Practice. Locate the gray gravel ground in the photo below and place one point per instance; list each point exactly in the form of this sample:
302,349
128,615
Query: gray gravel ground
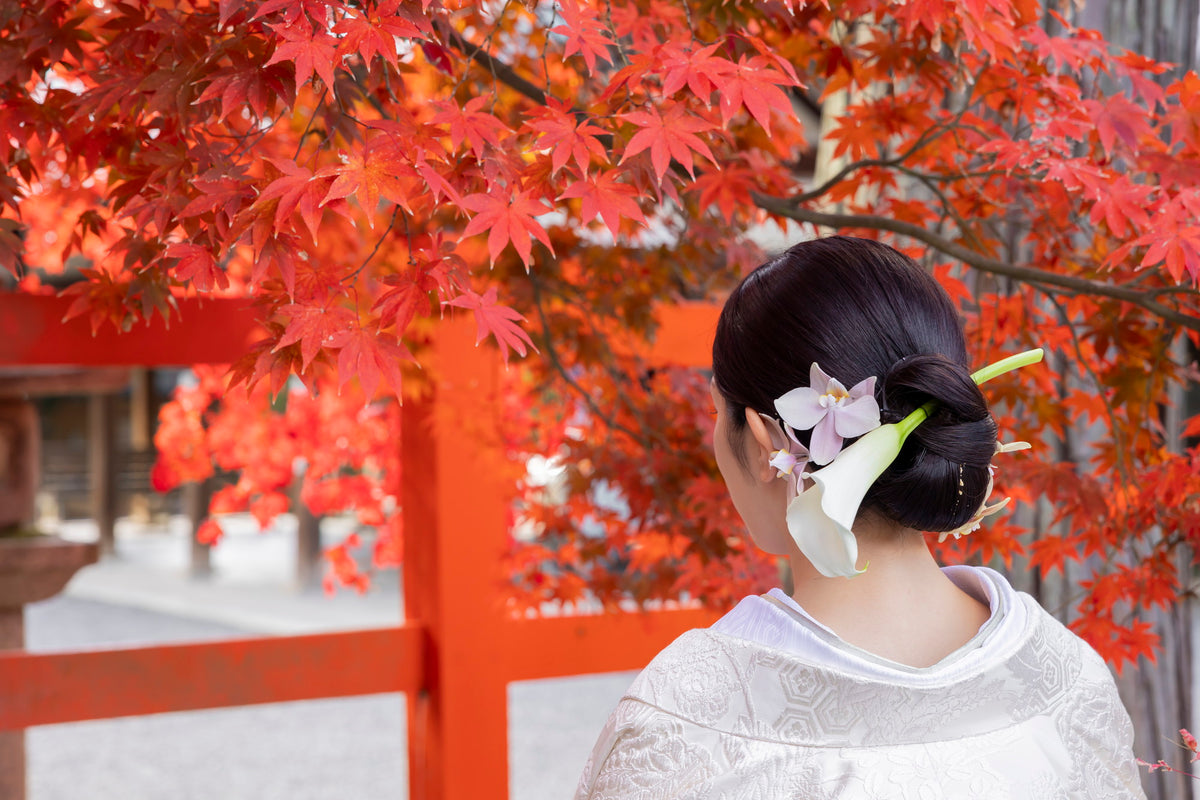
349,749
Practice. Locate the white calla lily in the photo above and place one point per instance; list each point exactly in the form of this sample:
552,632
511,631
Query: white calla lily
821,518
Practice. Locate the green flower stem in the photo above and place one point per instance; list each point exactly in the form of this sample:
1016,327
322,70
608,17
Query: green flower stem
1006,365
910,422
906,426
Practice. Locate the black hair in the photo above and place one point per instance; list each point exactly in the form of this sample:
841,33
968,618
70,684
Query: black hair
861,308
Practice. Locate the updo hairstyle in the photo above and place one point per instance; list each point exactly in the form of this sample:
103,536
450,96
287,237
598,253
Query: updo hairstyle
861,308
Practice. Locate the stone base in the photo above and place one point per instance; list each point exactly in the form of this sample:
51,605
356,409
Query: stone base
37,567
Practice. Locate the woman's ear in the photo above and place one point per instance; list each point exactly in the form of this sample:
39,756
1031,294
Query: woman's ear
761,446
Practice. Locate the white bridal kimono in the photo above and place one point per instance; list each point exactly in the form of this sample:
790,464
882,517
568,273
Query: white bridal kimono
769,704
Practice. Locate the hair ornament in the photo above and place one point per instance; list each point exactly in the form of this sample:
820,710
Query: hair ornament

★ ★ ★ ★

PROBLEM DETAILS:
Reproduce each entry exactly as given; no pictures, please.

ANSWER TO THIS TASK:
Practice. Locate the gray gravel ground in the photo below and place one point per instance; list each point exactly in the form of this sample:
302,349
128,615
Query: gray gravel ground
349,749
Practice. Locate the white calla lily in the photo above and place one point per instance; list each point exactly in the form of this sample:
552,632
511,631
Query: white calla lily
821,518
Practice. Locate the green flower stem in the photo above and place one point per instance; list each point exactly in the form of this sample:
1016,327
322,70
608,17
Query: green flower stem
1006,365
910,422
906,426
Practice. Locate the black hair in the photo above and place one point per instance; list each point exactly in the form of this sample:
841,33
968,618
70,684
Query: black hair
861,308
Practice. Locate the updo hairstyle in the photo above and place one point per instance; list each point exactly in the form of this sample:
103,536
450,96
287,237
598,253
Query: updo hairstyle
861,308
Practice. Locate the stone base in the photo above and place one point per instance; list each point exactly in the form of this sample:
51,605
356,409
Query: stone base
37,567
Practice. Locate the woman's ear in the photo above and place one point per instance; list each point exactly in the form of this sample:
39,756
1031,294
Query: woman's ear
761,446
Practice. Locate the white bridal kimono in the photo above and place one point per instance; list each point exactly in the form of this sample:
790,464
882,517
568,273
Query: white bridal kimono
769,704
Practice. Locate the hair ornament in the photo above and place one point per instance; list each point exactly in the form of this sample:
820,710
Query: hair ornament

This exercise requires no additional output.